_Stored dataset items_.
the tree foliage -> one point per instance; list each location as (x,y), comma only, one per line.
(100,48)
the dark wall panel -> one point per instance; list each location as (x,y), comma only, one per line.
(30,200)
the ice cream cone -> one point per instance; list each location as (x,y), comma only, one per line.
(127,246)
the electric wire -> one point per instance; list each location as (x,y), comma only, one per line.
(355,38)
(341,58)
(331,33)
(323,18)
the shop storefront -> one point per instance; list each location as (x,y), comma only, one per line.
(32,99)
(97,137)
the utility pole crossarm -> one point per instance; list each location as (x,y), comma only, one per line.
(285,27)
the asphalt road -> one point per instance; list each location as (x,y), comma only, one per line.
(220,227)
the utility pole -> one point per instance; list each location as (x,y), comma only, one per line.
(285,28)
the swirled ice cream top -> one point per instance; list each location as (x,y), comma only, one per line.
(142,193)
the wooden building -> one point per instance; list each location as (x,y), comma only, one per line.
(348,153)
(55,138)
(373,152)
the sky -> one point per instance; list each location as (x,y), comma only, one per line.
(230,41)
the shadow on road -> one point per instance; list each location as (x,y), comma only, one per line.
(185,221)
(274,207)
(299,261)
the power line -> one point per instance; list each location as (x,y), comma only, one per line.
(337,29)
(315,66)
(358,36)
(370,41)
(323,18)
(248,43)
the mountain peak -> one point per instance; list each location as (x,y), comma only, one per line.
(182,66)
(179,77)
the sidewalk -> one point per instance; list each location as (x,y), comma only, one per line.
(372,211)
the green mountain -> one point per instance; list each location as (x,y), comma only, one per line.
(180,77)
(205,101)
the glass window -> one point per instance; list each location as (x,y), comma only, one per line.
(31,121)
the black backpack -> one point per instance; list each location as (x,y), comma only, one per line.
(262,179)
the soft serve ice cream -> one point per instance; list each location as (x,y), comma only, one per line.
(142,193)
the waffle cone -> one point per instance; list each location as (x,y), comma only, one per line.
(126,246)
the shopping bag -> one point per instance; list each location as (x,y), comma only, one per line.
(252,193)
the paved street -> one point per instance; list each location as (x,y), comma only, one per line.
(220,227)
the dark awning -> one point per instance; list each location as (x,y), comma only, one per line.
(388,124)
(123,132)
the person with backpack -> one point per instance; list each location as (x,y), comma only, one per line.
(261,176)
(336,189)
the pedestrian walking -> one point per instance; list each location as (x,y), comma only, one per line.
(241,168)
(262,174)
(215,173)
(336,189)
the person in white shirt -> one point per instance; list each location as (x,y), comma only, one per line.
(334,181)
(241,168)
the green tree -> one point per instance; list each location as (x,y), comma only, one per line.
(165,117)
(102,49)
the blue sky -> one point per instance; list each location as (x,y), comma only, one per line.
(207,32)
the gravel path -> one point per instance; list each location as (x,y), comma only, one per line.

_Problem statement_. Write out every one of the entries above, keeping each line identical to the original.

_Response to this exercise_.
the tree foliage -> one point per instance; list each location as (x,y), comma only, one per line.
(100,48)
the dark wall panel -> one point per instance; list each location as (x,y), comma only, one per line.
(30,200)
the ice cream cone -> one point per instance; list each location as (x,y), comma only, one per line.
(127,246)
the electric wire -> one point per instance; list each location as (x,y), comma only, one per line.
(355,38)
(341,58)
(331,33)
(323,18)
the shop storefront -> one point per instance; list each location as (x,y), comma only, one per line.
(32,99)
(97,137)
the utility pole crossarm -> one point per instance; list each location as (x,y), comma only, one per line.
(285,27)
the asphalt road -> one point per instance; list each location as (x,y), comma only, one per line.
(220,227)
the utility pole -> one point per instance; list each location as (x,y), comma only, one per line.
(285,28)
the swirled ice cream top -> one point per instance; list each location as (x,y), comma only, one per line.
(142,193)
the wooden building -> one point per instance; list each location as (x,y), comma only, one per line.
(348,153)
(55,138)
(373,152)
the sky -> one point per instance; list each location as (x,y), comma only, one per line.
(230,41)
the shadow on road -> one point per instance; list each location as (x,y), comma only, one per line.
(185,221)
(274,207)
(299,261)
the power line -> one point per instance; list each location as (x,y), comma only, one per line.
(337,29)
(315,66)
(358,36)
(370,41)
(323,18)
(248,43)
the mountain peak -> one point per instance; list each location as (x,y), comma only, one per line.
(182,66)
(179,77)
the sidewalk -> one point per instance; list each location as (x,y), comma only, one per line.
(372,211)
the green mountain -> one point per instance; list each location as (x,y), comma only, one per line.
(180,77)
(205,101)
the glass window -> one point per instance; list each location as (x,y), comma only, one per line.
(31,121)
the black backpack -> one point per instance; list each location as (x,y), comma only, one per line.
(262,179)
the soft serve ice cream -> one point per instance; list each location as (x,y), comma only, one per line.
(142,193)
the waffle cone -> one point per instance; list each location as (x,y), comma only, one per line.
(126,246)
the shopping bag -> one point per instance; list each location as (x,y), comma only, one per line.
(252,193)
the paved street -> one point per instance; list each location as (x,y), comma only, one per line.
(220,227)
the dark awning -> one point per instance; list each location as (x,y), comma only, one per line.
(388,124)
(123,132)
the person with backpack -> one point per instance; list each location as (x,y), comma only, one per line.
(261,176)
(336,189)
the pedestrian walking -> one point per instance; list each location as (x,y), comma only, one per line.
(241,168)
(262,174)
(215,173)
(336,189)
the person in white shirt -> one point per instance; list each location as (x,y), comma only, one per line.
(334,181)
(241,168)
the green tree -> one point per instance; list each location as (x,y), comma only, one per line.
(165,117)
(102,49)
the blue sky -> one point per instance; list each location as (x,y), comma only, one per line.
(207,32)
the gravel path -> one point per instance; list each location as (x,y), comma only, one per line.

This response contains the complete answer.